_THE TASK_. The material is to be repeated exactly, from first line to last.

_INFORMATION PROVIDED_.
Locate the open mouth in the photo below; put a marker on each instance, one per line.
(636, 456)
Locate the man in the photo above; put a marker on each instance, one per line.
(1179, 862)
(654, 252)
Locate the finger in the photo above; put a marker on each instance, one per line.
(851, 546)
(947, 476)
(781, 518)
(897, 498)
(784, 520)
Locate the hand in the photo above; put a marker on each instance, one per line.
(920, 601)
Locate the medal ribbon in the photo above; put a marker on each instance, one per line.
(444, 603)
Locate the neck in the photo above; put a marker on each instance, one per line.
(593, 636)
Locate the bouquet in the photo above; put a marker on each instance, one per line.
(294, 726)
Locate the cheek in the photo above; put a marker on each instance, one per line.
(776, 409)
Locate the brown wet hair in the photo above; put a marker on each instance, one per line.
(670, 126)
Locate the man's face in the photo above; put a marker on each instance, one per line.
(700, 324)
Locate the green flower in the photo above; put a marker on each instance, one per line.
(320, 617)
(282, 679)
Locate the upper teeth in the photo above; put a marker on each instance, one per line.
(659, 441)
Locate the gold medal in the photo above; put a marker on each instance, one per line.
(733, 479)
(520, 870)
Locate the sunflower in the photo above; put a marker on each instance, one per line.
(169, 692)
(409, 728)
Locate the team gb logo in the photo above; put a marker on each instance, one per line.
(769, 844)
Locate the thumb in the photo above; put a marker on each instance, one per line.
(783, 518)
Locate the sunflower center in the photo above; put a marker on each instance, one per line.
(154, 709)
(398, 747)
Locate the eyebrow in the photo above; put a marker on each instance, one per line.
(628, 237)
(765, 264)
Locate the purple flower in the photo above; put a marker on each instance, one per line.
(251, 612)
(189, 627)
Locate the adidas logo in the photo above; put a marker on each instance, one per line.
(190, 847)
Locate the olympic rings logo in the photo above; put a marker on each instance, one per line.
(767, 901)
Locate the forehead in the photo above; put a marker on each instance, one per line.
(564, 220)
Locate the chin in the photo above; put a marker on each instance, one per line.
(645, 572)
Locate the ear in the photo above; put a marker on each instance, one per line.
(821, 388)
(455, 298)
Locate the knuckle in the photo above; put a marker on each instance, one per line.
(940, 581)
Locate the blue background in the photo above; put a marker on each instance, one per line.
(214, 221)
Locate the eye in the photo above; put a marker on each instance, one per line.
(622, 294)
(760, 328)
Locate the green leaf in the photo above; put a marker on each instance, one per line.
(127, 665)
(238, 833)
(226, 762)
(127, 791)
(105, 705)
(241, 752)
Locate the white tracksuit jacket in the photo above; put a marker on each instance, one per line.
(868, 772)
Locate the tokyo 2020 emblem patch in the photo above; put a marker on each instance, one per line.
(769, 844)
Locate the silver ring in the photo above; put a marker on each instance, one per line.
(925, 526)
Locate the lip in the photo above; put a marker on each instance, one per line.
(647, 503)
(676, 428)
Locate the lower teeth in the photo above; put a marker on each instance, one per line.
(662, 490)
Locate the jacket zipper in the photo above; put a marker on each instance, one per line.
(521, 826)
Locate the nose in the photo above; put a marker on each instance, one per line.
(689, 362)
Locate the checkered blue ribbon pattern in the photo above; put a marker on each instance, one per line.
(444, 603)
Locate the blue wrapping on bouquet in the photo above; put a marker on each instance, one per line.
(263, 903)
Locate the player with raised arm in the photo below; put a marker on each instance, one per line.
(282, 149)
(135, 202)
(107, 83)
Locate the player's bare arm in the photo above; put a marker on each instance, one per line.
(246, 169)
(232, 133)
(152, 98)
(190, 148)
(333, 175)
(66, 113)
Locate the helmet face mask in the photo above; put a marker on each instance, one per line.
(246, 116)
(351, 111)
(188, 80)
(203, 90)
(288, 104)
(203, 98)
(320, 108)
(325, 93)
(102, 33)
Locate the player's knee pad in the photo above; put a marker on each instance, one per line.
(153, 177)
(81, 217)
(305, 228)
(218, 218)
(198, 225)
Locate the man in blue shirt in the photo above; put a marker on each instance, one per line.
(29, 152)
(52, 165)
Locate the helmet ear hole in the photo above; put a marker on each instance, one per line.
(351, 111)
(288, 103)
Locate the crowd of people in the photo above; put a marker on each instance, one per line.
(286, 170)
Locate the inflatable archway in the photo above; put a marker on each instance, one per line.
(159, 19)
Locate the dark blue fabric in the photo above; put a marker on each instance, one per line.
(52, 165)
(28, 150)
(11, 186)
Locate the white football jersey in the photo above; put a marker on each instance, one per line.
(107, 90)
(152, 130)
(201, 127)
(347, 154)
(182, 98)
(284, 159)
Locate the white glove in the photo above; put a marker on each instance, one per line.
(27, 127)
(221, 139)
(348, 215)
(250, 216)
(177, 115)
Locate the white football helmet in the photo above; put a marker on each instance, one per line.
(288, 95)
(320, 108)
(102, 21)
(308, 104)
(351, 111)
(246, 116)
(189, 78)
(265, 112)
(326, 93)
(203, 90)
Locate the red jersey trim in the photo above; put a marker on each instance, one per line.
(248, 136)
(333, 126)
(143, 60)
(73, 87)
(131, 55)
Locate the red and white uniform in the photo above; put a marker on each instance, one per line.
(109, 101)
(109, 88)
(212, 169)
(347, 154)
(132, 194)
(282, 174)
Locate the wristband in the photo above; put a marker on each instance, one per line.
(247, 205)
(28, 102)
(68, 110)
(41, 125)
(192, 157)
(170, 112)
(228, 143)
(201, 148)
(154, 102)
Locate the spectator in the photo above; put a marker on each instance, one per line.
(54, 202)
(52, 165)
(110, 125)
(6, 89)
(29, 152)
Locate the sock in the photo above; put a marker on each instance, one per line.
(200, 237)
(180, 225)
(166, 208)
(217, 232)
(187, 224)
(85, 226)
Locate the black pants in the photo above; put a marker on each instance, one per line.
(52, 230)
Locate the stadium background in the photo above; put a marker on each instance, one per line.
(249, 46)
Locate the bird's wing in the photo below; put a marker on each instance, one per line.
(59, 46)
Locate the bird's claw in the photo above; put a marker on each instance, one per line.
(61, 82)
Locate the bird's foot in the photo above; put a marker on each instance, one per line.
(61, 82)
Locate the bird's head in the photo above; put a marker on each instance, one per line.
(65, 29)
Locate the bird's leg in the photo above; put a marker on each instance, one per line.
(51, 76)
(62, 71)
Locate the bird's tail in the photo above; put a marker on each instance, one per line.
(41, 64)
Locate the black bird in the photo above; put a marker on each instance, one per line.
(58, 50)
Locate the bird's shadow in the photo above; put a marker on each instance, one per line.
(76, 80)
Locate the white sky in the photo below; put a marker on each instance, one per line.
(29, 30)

_SOLUTION FOR THIS TASK_.
Locate the open mouth in the photo below; put a marker on each instance, one per line.
(636, 456)
Locate the man in the photo above; put a marker on each instance, one per line.
(1179, 862)
(654, 252)
Locate the finger in the photo above; put a marker on each instance, one per line.
(851, 546)
(947, 476)
(781, 518)
(897, 498)
(784, 520)
Locate the hand in the photo above; put a marker on each instance, one per line.
(920, 601)
Locate the medal ribbon in the photo above; put a marker on each instance, one per line.
(444, 603)
Locate the neck in the photo above; put a marker on each instance, one per line.
(593, 636)
Locate the bouquet in the photo above; put a marker on each instance, one per line.
(294, 726)
Locate the cheek in the photo above; put a marker on each instance, one per line.
(776, 409)
Locate the brown wet hair in the photo above; put a marker on each instance, one per line.
(670, 126)
Locate the man's face in the photo above; put a marker on each instance, one per line.
(700, 324)
Locate the green flower in the photo above; put a marker on each instance, one per line.
(320, 617)
(282, 679)
Locate the upper teeth in the photo above; put a marker on each instance, one per line.
(659, 441)
Locate the gold medal in the photo above; put a marker on each instance, one per line.
(733, 479)
(520, 870)
Locate the sunflower in the photo above; put a marker on each instance, one per line.
(169, 692)
(409, 728)
Locate the team gb logo in the photo above; put a marker on each instance, one per line.
(769, 844)
Locate the thumb in the photo above; put a marker on each instance, one per line.
(783, 518)
Locate the sunflower center in the photo above; put a marker on each instance, one per line.
(154, 709)
(398, 747)
Locate the eyebrow in the photo above; put a marker on each instance, one per line.
(628, 237)
(765, 264)
Locate the purple flower in the photo above; put a marker on each instance, one per line.
(251, 612)
(189, 627)
Locate the adidas logo in the photo above; put a marker on each instance, one per line.
(190, 847)
Locate the olympic rings logo in the photo above; put a marker on each instance, one per line.
(767, 901)
Locate the forehead in the photo above; put a marker on each instance, one per line.
(564, 220)
Locate the chin in the photo above; put a marker on each instance, one per line.
(645, 572)
Locate the ear in the photo above; put a marker on each instance, one per line.
(821, 388)
(455, 298)
Locate the knuckle in the photo above; put a marker on each instance, one per line.
(940, 581)
Locate the blue background in the photo above; put a marker on each instance, one per line.
(214, 221)
Locate the eye in the photo above; put a marker on each instance, one per line.
(622, 294)
(760, 328)
Locate the green leaf in the photo above; put a marker on each instance, one per line.
(127, 665)
(238, 833)
(226, 762)
(127, 791)
(105, 705)
(241, 752)
Locate the white tracksuit jacket in the photo above; put a marker on each instance, one per line.
(868, 772)
Locate the tokyo 2020 emblem patch in the photo above; put a marker on each instance, one per line.
(769, 844)
Locate the silver ring in the photo above; put a marker on each instance, one per line.
(925, 526)
Locate the lip in the photo above; put a marker on each instance, one per line.
(647, 503)
(676, 428)
Locate the lower teeth in the photo above; put a marker on each instance, one per line.
(662, 490)
Locate the jacket zipper in the photo above; put a marker on each instance, one per line.
(521, 826)
Locate the nose in the photo above; put a marker on each instance, one per line.
(689, 362)
Locate the checkered blue ribbon pattern in the photo above; put a marker on each instance, one per line.
(444, 603)
Locate the blue wrapping on bouquet in the photo above; put a marker on each instance, one per line.
(263, 903)
Locate the player with raised arm in the photo below; put a marker on each instance, one per line.
(282, 149)
(135, 202)
(107, 83)
Locate the player's bare arm in the photo above; put a marker on each instance, one per line.
(246, 169)
(232, 133)
(152, 98)
(190, 148)
(333, 175)
(66, 113)
Locate the helmet face mask in the photo above; put a marker on each instance, one per line.
(246, 116)
(351, 111)
(188, 80)
(203, 90)
(288, 104)
(203, 98)
(320, 108)
(325, 93)
(102, 33)
Locate the player's knee pad in the photo above; put a marker on each instance, one per line.
(153, 177)
(81, 217)
(305, 228)
(218, 218)
(198, 225)
Locate the man in blue shirt in the photo above; put a marker on each instance, one per line.
(29, 152)
(52, 165)
Locate the helmet ear hole in the photo above; put a marker on each instance, one per line.
(351, 111)
(288, 103)
Locate the crowd of people in the photo above; put a marker on each instance, one per line.
(286, 170)
Locate the inflatable archway in the photo above; put a marker on each instance, one per line.
(159, 19)
Locate the dark blue fabric in the photo above; put a marker on each instance, one per line.
(52, 165)
(28, 150)
(11, 186)
Locate the white football jersey in the photo above; put a marker on each instance, one per line.
(107, 90)
(152, 130)
(201, 127)
(347, 154)
(182, 98)
(284, 159)
Locate the white glove in the photo above; put a marker on each instance, one per line.
(27, 127)
(221, 139)
(348, 215)
(250, 216)
(177, 115)
Locate the white football helmet in the photo above; put a marker on each instance, one per line.
(288, 95)
(320, 108)
(102, 21)
(308, 104)
(351, 111)
(246, 116)
(189, 78)
(265, 112)
(326, 93)
(203, 90)
Locate the red jersey trim in the photo above; put a marker on each instance, one per line.
(248, 136)
(333, 126)
(143, 60)
(73, 87)
(131, 55)
Locate the red and white uniform in the photo above; put a marker on each instance, one per line.
(109, 101)
(109, 88)
(212, 169)
(347, 154)
(132, 194)
(282, 174)
Locate the wristband in the photo above; put a marker on each instance, one per line.
(247, 205)
(28, 102)
(68, 110)
(41, 125)
(192, 157)
(170, 112)
(228, 143)
(201, 148)
(154, 102)
Locate the spectator in the photo above; put a marker on each instance, one per line.
(54, 202)
(52, 165)
(110, 125)
(6, 89)
(29, 152)
Locate the sock in the photo above; put a marker on each instance, one per line.
(200, 237)
(180, 225)
(166, 208)
(217, 232)
(187, 224)
(85, 226)
Locate the black pants in the photo above; put a marker on each instance, one per line.
(52, 230)
Locate the stadium background in the photo above; put a marker on each instance, one per line.
(249, 46)
Locate the bird's wing in the photo below; put a marker on each instance, one per line.
(59, 46)
Locate the bird's claw in the photo above; put a marker on each instance, one per line.
(61, 82)
Locate the bird's foot in the photo above; put a marker on each instance, one per line.
(61, 82)
Locate the bird's head in the photo above; put a marker on each instance, one per line.
(65, 29)
Locate the bird's leg in the photo above; put a marker on each instance, one per line.
(51, 76)
(62, 71)
Locate the bird's tail in the photo above; put a marker on each instance, one per line.
(41, 64)
Locate the black bird in the photo above; put a marker on each instance, one per line.
(58, 50)
Locate the bird's shadow in the photo above; put a marker on each instance, one per line.
(76, 80)
Locate the white sky in the photo below; put a marker on each instance, one per line.
(29, 30)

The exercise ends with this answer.